In order to reduce the number of support requests where users may inadvertently create an account that they cannot verify (e.g email typo) we introduced the auto deletion of unverified users Automatically delete unverified unconfirmed use... (#352514 - closed). Currently set at 3 days, it makes sense for most scenarios except SCIM provisioned users where organizations often provision them ahead of time (few days to few weeks) such as when onboarding new employees.
Based on our discussion, it was suggested to exclude SCIM provisioned. accounts from this deletion. To identify such users we can use the provisioned_by attribute or add a new field.
Possible workaround
In the meantime, we recommend SaaS customers to verify their domain, which bypasses confirmation.
Proposal
Implement a 30 day exemption from auto-deletion for SCIM provisioned users. Based on the following discussion, we will add an audit event and logs to indicate when a SCIM provisioned users is deleted via the unverified accounts worker. This is applicable to users not currently adopting enterprise users.
Since we're no longer going to be using it for Enterprise User definition, and I'm not aware of it being used for anything else, I don't think we would need to use a new db field? We could in theory change when provisioned_by is applied.
@cynthia I see that this already has the Support Efficiency label. I am open to this issue either following our normal process for Support Efficiency , or getting pulled into a milestone sooner if we have more issues about it. AFAIK, we've only had one customer mention this so far. If it continues to be an issue, will you ping me and we can get it in?
@hsutor certainly. We have quite a few Support Efficiency issues so I try to go through them every milestone. Mostly, I let these go through the normal process, or if it really becomes a "problem", move it "up" as a Support Priority.
@hsutor@cynthia Should we consider having some sort of expiry on SCIM users even if it's much longer? Theoretically a malicious group could configure SCIM and assign any user/email address they want and those users would be created and potentially held indefinitely.
Realistically, given our new definition for enterprise users, it wouldn't really be much of a risk - a user could later come and perform a password reset and use their account despite being linked to SCIM. But it could create a less than desirable user-experience to have to go through the password reset. Especially if they don't remember ever signing up.
We could suggest(1) organizations to set up verified domains to bypass user email confirmation for their users provisioned with SAML or SCIM. Not only will it eliminate this issue for organizations, but also enable automatic claims of enterprise users. That should enhance security further for organizations and provide ability to manage their user accounts. That is why I think this suggestion is not a "workaround" to resolve this issue, but an advice/recommendation/guidance on how to enhance security for organizations on GitLab.com.
@bdenkovych We had also considered having a longer unverified status period for SCIM provisioned users. This one came from support so I'd ask @alvin on how frequently we see this being an issue? (& whether all those users are able to adopt enterprise user or this is still needed as a standalone feature)

> _Exercise inputs_
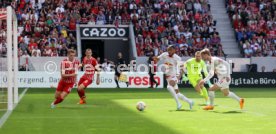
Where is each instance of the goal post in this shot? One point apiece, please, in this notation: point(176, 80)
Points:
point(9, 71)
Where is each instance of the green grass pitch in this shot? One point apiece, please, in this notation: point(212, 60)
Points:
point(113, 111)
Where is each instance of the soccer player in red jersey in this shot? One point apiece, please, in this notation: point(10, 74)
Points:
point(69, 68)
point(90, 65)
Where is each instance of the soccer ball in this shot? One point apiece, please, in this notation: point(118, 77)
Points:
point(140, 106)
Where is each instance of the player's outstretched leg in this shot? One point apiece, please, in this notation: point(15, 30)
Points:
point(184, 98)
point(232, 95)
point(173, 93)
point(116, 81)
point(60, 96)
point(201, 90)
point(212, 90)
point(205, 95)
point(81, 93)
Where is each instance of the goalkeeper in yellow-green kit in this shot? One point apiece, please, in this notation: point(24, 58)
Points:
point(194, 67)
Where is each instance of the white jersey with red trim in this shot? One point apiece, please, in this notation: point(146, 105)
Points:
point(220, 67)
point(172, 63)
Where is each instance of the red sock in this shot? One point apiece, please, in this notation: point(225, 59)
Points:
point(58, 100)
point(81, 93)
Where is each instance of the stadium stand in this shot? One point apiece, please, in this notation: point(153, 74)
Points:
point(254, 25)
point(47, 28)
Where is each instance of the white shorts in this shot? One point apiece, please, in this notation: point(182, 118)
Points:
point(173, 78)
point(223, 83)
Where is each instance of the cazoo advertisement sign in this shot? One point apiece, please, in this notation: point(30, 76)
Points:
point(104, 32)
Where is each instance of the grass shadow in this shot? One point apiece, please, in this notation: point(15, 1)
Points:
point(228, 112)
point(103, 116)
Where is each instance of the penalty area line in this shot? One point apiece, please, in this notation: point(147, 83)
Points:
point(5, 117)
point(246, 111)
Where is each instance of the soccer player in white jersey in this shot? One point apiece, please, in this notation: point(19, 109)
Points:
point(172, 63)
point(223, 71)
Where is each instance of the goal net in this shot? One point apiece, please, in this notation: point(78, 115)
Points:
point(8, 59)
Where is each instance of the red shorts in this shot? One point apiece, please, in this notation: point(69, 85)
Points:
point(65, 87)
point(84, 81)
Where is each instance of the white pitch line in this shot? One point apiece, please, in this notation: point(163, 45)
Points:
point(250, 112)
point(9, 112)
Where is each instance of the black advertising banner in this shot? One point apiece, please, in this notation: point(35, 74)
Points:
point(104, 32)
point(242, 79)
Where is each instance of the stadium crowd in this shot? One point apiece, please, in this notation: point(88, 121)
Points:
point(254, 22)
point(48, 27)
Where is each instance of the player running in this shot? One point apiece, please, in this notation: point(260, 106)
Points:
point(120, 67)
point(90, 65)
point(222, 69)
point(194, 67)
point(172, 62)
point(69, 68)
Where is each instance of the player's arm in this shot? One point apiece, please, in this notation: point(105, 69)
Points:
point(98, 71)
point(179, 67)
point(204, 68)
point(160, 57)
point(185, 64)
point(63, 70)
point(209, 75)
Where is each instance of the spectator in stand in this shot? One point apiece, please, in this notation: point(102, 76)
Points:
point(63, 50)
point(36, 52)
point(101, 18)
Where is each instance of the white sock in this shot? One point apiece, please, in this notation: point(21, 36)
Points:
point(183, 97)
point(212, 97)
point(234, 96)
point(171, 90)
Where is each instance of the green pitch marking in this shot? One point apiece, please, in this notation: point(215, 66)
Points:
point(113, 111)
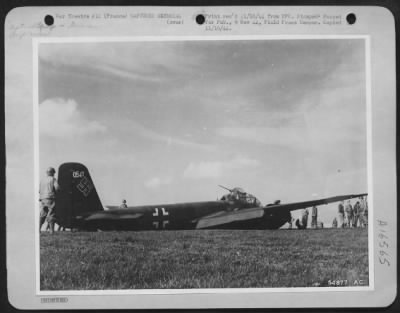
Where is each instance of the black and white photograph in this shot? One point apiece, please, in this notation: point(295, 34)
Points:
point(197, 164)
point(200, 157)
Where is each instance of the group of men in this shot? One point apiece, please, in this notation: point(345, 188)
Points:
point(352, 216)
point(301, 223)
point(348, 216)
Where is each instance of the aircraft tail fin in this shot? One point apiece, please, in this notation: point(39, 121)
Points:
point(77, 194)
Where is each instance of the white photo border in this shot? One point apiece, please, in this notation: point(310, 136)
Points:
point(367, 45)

---

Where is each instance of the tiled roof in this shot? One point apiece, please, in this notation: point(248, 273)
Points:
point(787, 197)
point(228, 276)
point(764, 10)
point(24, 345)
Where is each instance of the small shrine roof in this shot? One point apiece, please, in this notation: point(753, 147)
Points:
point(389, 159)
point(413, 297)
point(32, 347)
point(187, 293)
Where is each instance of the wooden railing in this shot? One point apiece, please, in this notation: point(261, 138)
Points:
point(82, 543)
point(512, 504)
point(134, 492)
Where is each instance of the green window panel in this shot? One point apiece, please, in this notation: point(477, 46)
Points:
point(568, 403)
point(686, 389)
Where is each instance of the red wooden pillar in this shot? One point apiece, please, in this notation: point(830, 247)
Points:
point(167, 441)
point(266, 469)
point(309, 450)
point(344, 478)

...

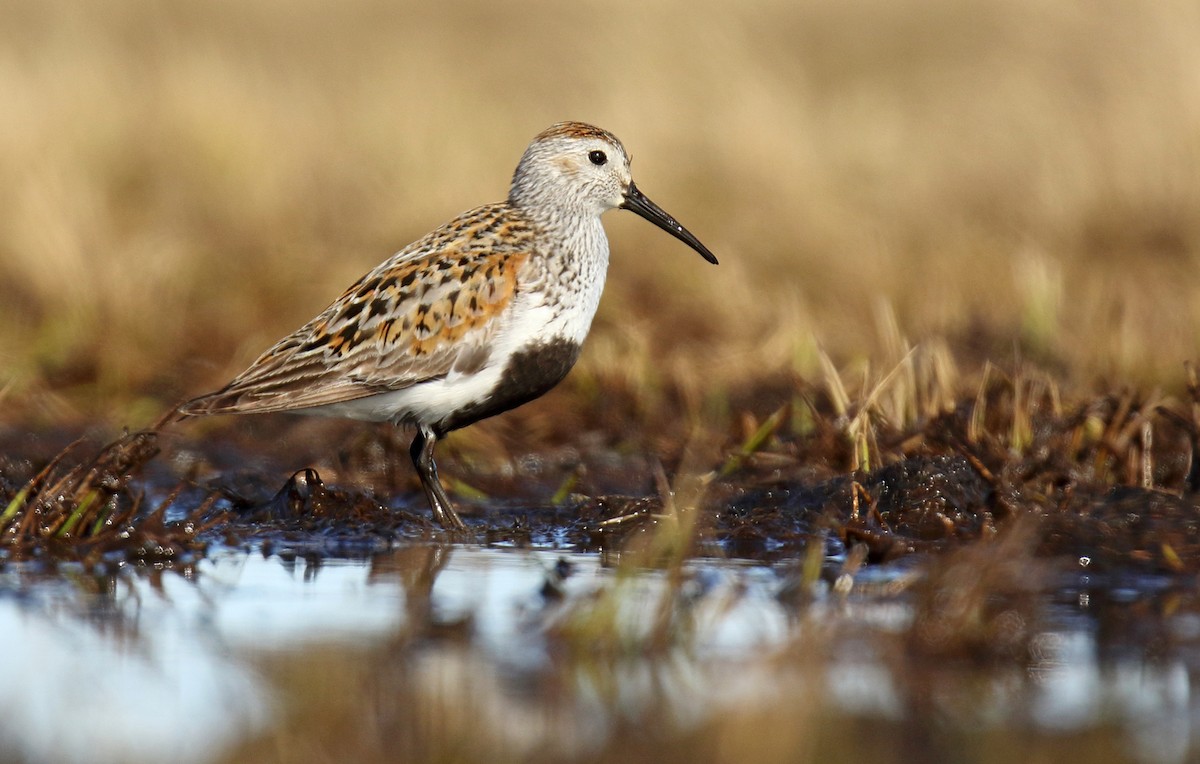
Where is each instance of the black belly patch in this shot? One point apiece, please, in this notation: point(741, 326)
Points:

> _Directives_
1 - Reproduce the stretch of the SCIM auto-deletion issue text from "Possible workaround" through "provisioned_by is applied.".
2 - Scale the stretch of entries from the line containing "Where is each instance of the goalkeeper" through the line containing "point(103, 116)", both lines included. Rewrite only those lines, keeping the requests unchanged, and multiply every point coordinate in the answers by 0.2, rounding to whole numbers with halves rounded up.

> _Expected answers_
1 -
Possible workaround
In the meantime, we recommend SaaS customers to verify their domain, which bypasses confirmation.
Proposal
Implement a 30 day exemption from auto-deletion for SCIM provisioned users. Based on the following discussion, we will add an audit event and logs to indicate when a SCIM provisioned users is deleted via the unverified accounts worker. This is applicable to users not currently adopting enterprise users.
Since we're no longer going to be using it for Enterprise User definition, and I'm not aware of it being used for anything else, I don't think we would need to use a new db field? We could in theory change when provisioned_by is applied.

2 -
Where is each instance of the goalkeeper in yellow-green kit in this shot? One point apiece, please, in this notation: point(24, 58)
Points:
point(39, 13)
Where is each instance of the white jersey with red trim in this shot? One point apiece, please, in this notation: point(146, 105)
Points:
point(44, 13)
point(34, 13)
Where is each instance of the red sock in this shot? One point apiece, please, in this notation: point(225, 59)
Points:
point(12, 20)
point(16, 19)
Where is each instance of the stadium stand in this shot? One point apiece, please, in this notation: point(153, 74)
Points:
point(51, 5)
point(9, 6)
Where is each instance of the white shorts in this shot? One point apiece, please, in this notation: point(182, 118)
Points:
point(35, 16)
point(45, 17)
Where is each instance of the cazoo advertisement sign in this shot? One point apiece, please, in this notation: point(30, 76)
Points:
point(21, 6)
Where is each instance of the grass shadow in this shot? One point apiece, please, in this notation: point(15, 1)
Points:
point(46, 22)
point(21, 23)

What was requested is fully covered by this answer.